• INSTRUCTIONS TO FOLLOW:
Rewrite the lines of all the records below, changing "mask" to "polygon outline" wherever it occurs and leaving everything else as it is.

[START OF DATA LINES]

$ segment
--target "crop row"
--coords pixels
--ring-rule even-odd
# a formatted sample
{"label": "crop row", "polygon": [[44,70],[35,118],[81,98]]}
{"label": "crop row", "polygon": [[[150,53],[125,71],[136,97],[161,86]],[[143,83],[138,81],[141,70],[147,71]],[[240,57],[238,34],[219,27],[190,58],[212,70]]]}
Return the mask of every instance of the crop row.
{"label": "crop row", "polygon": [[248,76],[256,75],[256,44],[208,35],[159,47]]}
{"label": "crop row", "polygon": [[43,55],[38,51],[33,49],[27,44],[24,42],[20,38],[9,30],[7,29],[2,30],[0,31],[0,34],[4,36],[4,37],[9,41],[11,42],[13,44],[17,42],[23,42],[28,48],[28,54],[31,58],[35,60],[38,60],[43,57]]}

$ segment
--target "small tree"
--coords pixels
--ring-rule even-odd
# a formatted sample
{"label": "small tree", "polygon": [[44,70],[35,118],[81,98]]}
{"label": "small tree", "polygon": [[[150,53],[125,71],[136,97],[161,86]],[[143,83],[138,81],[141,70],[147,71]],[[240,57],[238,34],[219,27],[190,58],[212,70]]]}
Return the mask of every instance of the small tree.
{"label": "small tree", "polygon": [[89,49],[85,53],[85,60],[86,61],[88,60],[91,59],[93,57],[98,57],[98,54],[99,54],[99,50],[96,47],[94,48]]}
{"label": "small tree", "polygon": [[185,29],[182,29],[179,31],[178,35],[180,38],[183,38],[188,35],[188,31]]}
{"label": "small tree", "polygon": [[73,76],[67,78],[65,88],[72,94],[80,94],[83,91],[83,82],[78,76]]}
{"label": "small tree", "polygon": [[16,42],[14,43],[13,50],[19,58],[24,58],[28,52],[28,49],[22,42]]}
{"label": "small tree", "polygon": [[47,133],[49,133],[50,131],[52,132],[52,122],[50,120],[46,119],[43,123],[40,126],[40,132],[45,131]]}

[END OF DATA LINES]

• FULL OUTPUT:
$ segment
--target "crop row"
--coords pixels
--ring-rule even-odd
# a formatted sample
{"label": "crop row", "polygon": [[44,70],[35,118],[81,98]]}
{"label": "crop row", "polygon": [[[150,53],[125,71],[136,97],[161,86]],[[143,83],[138,81],[141,70],[147,71]],[[240,57],[238,34],[219,27],[190,58],[212,70]]]}
Return the polygon outline of every instance of the crop row.
{"label": "crop row", "polygon": [[248,76],[256,75],[256,44],[208,35],[159,47]]}
{"label": "crop row", "polygon": [[43,55],[38,51],[33,49],[27,44],[24,42],[20,38],[9,30],[7,29],[2,30],[0,31],[0,34],[4,36],[4,37],[9,41],[11,42],[13,44],[17,42],[23,42],[28,48],[28,54],[31,58],[35,60],[38,60],[43,57]]}

$ segment
--target "small tree"
--coords pixels
--ring-rule even-odd
# a formatted sample
{"label": "small tree", "polygon": [[44,70],[35,118],[81,98]]}
{"label": "small tree", "polygon": [[[150,53],[125,71],[136,97],[161,86]],[[143,83],[138,81],[141,70],[147,71]],[[240,57],[238,34],[219,27],[190,58],[212,70]]]}
Return the polygon outline of every instance of the small tree.
{"label": "small tree", "polygon": [[89,49],[85,53],[85,60],[86,61],[88,60],[91,59],[93,57],[98,57],[98,54],[99,54],[99,50],[96,47],[94,48]]}
{"label": "small tree", "polygon": [[185,29],[182,29],[179,31],[178,35],[180,38],[183,38],[188,35],[188,31]]}
{"label": "small tree", "polygon": [[73,76],[67,78],[65,88],[72,94],[80,94],[83,91],[83,82],[78,76]]}
{"label": "small tree", "polygon": [[16,42],[14,43],[13,50],[19,58],[24,58],[28,52],[28,49],[22,42]]}
{"label": "small tree", "polygon": [[47,133],[49,133],[50,131],[52,132],[52,122],[50,120],[46,119],[43,123],[40,126],[40,132],[45,131]]}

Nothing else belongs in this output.